*Information provided:*
►
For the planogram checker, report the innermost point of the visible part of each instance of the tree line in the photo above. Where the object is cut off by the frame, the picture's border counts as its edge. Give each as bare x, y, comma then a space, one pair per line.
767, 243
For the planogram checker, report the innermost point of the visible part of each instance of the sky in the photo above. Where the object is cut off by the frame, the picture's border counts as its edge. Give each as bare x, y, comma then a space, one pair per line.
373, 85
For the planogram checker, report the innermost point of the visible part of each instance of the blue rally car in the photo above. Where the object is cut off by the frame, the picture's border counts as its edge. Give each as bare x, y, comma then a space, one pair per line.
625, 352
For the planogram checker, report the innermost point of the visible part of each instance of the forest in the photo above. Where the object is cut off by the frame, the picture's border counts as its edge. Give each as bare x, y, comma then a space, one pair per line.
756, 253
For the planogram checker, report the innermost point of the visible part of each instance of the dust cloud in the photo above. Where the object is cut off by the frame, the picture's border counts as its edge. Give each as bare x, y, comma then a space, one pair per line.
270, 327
◄
*Request:* Rewrite every one of the records above, changing "innermost point" to "central point" and leaving everything else untouched.

*Solution below:*
For the planogram checker, report the central point of the visible part of each instance of the tree line in the photo above. Where the object is cut off by the frame, the picture's border counts as its edge. Give each as bare x, y, comma then a space, one pair per line.
767, 243
For the planogram checker, report the central point of the visible part of each instance of the sky in the photo above. Where the object is cut off by the frame, the picture's border counts as its edge. Give each as bare x, y, comma then a space, one pair per line.
373, 85
For the planogram checker, report the central point of the visible part of each instance of the blue rally car in the photo above. Where the object is cut off by the frame, the picture's border counts as its edge. Give each as bare x, y, comma then a space, one pair per line.
625, 352
For the planogram checker, report the central point of the visible part of each instance of the forest in the photo above. Where the object is cut off by the frame, the picture's border counts as its edge. Give each as bare x, y, comma then a space, one pair per line.
756, 253
For the planogram checker, report the central point of the visible part of each instance of the dust cloud in the photo above. Where the object is cut off by the frame, the picture's border counts as its edge. Give each as bare x, y, comma then a space, one pair per line.
270, 327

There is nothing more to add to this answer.